[Records drawn from a data source]
↓
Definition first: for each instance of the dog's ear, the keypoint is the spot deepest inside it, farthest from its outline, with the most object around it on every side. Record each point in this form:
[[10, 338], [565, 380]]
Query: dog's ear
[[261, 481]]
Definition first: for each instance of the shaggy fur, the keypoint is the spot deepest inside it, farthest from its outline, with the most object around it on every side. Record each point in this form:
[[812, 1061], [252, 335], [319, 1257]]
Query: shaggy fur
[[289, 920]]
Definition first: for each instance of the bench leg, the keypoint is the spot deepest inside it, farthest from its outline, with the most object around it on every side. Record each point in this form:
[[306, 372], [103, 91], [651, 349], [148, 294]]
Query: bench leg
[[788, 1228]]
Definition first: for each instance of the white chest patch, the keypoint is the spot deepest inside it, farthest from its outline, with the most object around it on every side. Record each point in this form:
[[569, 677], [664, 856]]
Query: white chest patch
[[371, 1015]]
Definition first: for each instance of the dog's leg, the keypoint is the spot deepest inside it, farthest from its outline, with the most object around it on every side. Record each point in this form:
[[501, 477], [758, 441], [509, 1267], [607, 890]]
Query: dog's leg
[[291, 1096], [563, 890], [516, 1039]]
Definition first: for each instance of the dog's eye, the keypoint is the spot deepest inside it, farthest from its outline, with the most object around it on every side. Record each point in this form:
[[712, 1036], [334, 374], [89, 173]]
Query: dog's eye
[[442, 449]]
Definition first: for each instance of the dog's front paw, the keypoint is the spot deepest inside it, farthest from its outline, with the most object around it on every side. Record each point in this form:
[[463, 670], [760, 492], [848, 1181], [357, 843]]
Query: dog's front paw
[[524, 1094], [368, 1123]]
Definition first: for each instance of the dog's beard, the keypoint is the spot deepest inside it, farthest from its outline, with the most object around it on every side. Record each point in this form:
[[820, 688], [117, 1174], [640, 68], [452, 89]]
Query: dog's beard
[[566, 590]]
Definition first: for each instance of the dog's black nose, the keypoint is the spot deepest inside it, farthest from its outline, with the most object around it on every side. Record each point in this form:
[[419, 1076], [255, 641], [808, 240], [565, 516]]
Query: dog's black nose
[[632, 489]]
↑
Copy all of the material above, line for line, without changing a single character.

Definition first: for each instance of the dog's ear, the keypoint is the spot deepest inside it, farthest from its outline, with the most object around it on every side. Record each point in this form:
[[10, 338], [565, 380]]
Query: dog's ear
[[261, 481]]
Definition first: for each instance of the shaggy fur, the keypoint is the spot deepest inside it, farthest from its outline, with the most object around it on every side. Record each point in this form:
[[812, 1061], [252, 335], [319, 1257]]
Query: shaggy fur
[[289, 920]]
Definition first: for each instance of the bench leg, the keypoint is the spot deepest inside it, farthest from its outline, with the most object around it on every side. Record each point in this form:
[[306, 372], [103, 91], [651, 349], [148, 294]]
Query: bench leg
[[788, 1228]]
Definition first: for each instance of the white chest patch, the keypoint is the spot deepest inside it, farthest from its outline, with the most object around it on every side. Record each point in this form:
[[569, 677], [664, 856]]
Query: white chest patch
[[371, 1015]]
Definition first: for each instance of the dog's leg, the keypoint is the spot deepest inside it, farthest from its outline, with the most object around it on every side. Record each point in this form:
[[501, 477], [758, 441], [509, 1267], [607, 890]]
Query: dog's leg
[[291, 1096], [563, 890], [516, 1039]]
Definition first: for each instance of the dog's eye, the keypoint is the spot deepest inside it, farthest from its outline, with the most object around it on every side. Record each point in this form:
[[712, 1036], [334, 374], [89, 173]]
Query: dog's eye
[[442, 449]]
Definition first: for each instance of the dog's front paw, the keypoint is the spot deepest inside it, farthest from its outline, with the most object around it on every side. Record each point in this form:
[[463, 670], [760, 492], [848, 1181], [357, 843]]
Query: dog's front paw
[[524, 1094], [368, 1123]]
Definition first: for each instance of the dog's beard, the keypoint is the spot deepest inside it, farthest from its outline, with the most object around it on every side. Record each point in this form:
[[820, 688], [117, 1174], [640, 68], [452, 89]]
Query: dog's beard
[[566, 590]]
Definition first: for each instance of the dog's black nose, the keypoint is the spot deepest inside it, farthest from its outline, with the most object around it on every side. Record each point in this form:
[[419, 1076], [255, 641], [808, 240], [565, 516]]
Query: dog's black nose
[[632, 489]]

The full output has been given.